Extrait du texte:
—————

Nous avons été inspirés par des exemples d'organisation réussie dont nous avons entendu parler lors de la conférence EDGE, comme les gouvernements municipaux dirigés par des membres de mouvements sociaux en Catalogne qui ont contribué à limiter les politiques régressives, les cadres juridiques restrictifs et le pouvoir excessif des entreprises qui contrecarrent les efforts déployés en faveur d'une transition juste. Pourtant, en Méso-Amérique, le crime organisé et les grandes entreprises transnationales exercent un contrôle de plus en plus important sur les structures de pouvoir officielles, ce qui rend l'occupation des espaces institutionnels par les mouvements risquée et pratiquement impossible. Les pays dits "développés", qui se targuent d'avoir des démocraties solides, exacerbent la situation parce qu'ils bénéficient des régimes autoritaires de la région et s'en enrichissent, ce qui leur permet d'imposer plus facilement leurs intérêts économiques.

Dans cette configuration de pouvoir, les États utilisent la criminalisation de l'activisme, la politique de sécurité et la militarisation pour réprimer la résistance organisée, en particulier par les mouvements et les communautés qui s'opposent directement à l'économie extractive, et pour empêcher la création d'alternatives régénératrices. Comme nous en avons discuté lors de notre atelier avec Calla et le Urgent Action Fund pendant la conférence EDGE, dans de nombreuses régions du monde, les attaques et les assassinats de défenseurs des droits de l'homme et d'activistes sont en augmentation, tout comme l'utilisation de récits qui manipulent les croyances et l'opinion publique pour légitimer la violence et la discrimination et miner les mouvements.

Dans son dernier rapport, Front Line dénonce l'assassinat de 281 défenseurs des droits humains dans 25 pays en 2016, dont 49% défendaient la terre, les droits des peuples indigènes et l'environnement. Rien qu'en Méso-Amérique, selon les données de l'Iniciativa Mesoamericana de Defensoras [Initiative mésoaméricaine des défenseurs]6, entre 2012 et 2016, au moins 42 femmes défenseurs ont été assassinées au Mexique et en Amérique centrale, la plupart d'entre elles pour avoir défendu leur territoire.

—————

Informations extraites:

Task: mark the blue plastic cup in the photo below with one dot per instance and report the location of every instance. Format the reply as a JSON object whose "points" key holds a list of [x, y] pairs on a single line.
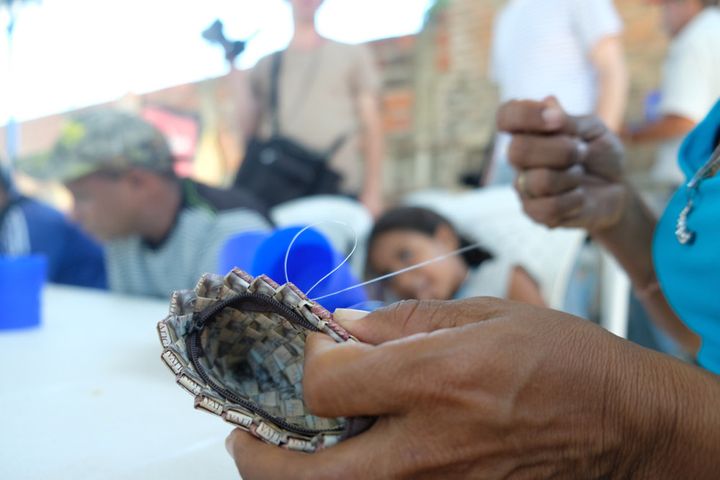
{"points": [[311, 258], [239, 251], [21, 283]]}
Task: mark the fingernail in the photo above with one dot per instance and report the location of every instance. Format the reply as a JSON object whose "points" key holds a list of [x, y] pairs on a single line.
{"points": [[553, 117], [349, 315], [228, 443]]}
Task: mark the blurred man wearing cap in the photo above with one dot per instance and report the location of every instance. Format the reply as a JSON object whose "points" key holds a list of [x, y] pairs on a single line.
{"points": [[28, 227], [161, 232], [691, 82]]}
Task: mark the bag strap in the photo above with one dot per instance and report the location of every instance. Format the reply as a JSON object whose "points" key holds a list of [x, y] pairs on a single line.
{"points": [[275, 68]]}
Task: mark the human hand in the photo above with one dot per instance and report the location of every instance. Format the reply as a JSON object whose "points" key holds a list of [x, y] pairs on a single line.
{"points": [[569, 168], [478, 388]]}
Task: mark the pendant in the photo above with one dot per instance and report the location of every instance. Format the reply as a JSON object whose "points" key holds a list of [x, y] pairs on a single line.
{"points": [[683, 234]]}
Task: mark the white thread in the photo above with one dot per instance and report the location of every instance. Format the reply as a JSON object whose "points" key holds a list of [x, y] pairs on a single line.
{"points": [[400, 272], [347, 258]]}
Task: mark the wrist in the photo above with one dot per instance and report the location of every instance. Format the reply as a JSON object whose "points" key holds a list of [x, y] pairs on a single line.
{"points": [[666, 418]]}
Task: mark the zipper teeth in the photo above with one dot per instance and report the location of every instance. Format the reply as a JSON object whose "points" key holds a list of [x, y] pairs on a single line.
{"points": [[196, 351], [291, 315]]}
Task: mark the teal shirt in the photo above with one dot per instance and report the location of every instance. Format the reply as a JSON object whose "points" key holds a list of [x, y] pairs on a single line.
{"points": [[689, 275]]}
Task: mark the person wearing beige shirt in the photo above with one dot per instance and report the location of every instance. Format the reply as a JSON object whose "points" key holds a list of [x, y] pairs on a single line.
{"points": [[329, 92]]}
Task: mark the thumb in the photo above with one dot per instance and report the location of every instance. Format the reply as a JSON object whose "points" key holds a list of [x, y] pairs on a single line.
{"points": [[547, 116]]}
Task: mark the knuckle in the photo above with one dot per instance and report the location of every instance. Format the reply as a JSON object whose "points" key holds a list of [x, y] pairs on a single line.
{"points": [[543, 183]]}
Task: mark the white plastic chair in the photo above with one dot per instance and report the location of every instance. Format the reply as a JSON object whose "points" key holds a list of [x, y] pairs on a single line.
{"points": [[494, 217], [326, 211]]}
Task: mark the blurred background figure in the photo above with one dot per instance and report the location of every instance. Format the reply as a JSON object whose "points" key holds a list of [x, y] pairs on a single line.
{"points": [[565, 48], [328, 102], [30, 227], [690, 87], [161, 233], [407, 236]]}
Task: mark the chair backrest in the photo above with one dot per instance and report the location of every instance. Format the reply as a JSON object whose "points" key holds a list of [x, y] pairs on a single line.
{"points": [[494, 217], [327, 213]]}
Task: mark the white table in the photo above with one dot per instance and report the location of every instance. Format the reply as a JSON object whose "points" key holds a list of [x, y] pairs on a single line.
{"points": [[86, 396]]}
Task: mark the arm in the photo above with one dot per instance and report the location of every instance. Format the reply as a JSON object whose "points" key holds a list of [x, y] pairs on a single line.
{"points": [[373, 149], [630, 242], [668, 127], [524, 289], [608, 57]]}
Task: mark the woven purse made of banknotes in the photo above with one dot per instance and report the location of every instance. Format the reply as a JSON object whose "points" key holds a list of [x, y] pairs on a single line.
{"points": [[237, 345]]}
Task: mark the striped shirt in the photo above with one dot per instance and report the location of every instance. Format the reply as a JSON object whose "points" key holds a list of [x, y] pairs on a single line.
{"points": [[542, 48], [207, 219]]}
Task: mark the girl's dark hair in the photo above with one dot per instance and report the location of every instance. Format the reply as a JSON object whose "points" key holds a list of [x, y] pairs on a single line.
{"points": [[422, 220]]}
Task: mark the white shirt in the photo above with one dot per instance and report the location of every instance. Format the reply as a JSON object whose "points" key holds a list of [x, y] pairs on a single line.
{"points": [[542, 48], [691, 84]]}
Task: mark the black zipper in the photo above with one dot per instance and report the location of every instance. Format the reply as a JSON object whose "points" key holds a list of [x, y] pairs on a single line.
{"points": [[261, 303]]}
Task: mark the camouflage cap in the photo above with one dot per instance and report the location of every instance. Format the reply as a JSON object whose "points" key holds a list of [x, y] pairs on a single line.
{"points": [[106, 140]]}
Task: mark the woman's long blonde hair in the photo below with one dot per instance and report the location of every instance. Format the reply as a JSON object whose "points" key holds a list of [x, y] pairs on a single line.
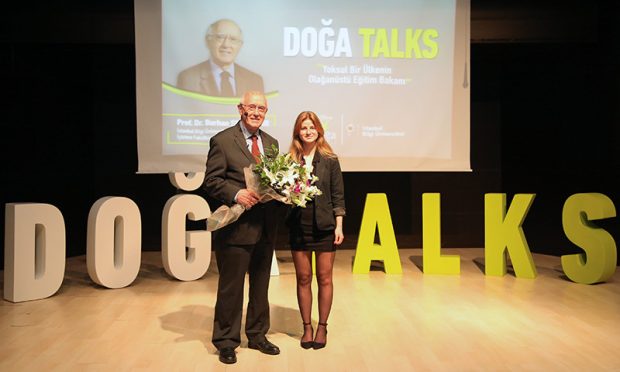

—————

Objectifs:
A – Les affirmations suivantes concordent-elles avec l'extrait ? (i) Le rapport de Front Line recense 281 défenseurs des droits humains assassinés dans 25 pays en 2016. (ii) En Méso-Amérique, les mouvements peuvent facilement occuper les espaces institutionnels. (iii) L'atelier évoqué s'est tenu avec Calla et le Urgent Action Fund pendant la conférence EDGE.
B – D'après l'extrait, quelle part des défenseurs assassinés en 2016 défendaient la terre, les droits des peuples indigènes et l'environnement ?
Les entrées proviennent d'une source différente de celle de l'extrait.

Solutions:
A –
(i) Oui : « l'assassinat de 281 défenseurs des droits humains dans 25 pays en 2016 ».
(ii) Non : « ce qui rend l'occupation des espaces institutionnels par les mouvements risquée et pratiquement impossible ».
(iii) Oui : « lors de notre atelier avec Calla et le Urgent Action Fund pendant la conférence EDGE ».

B – 49%.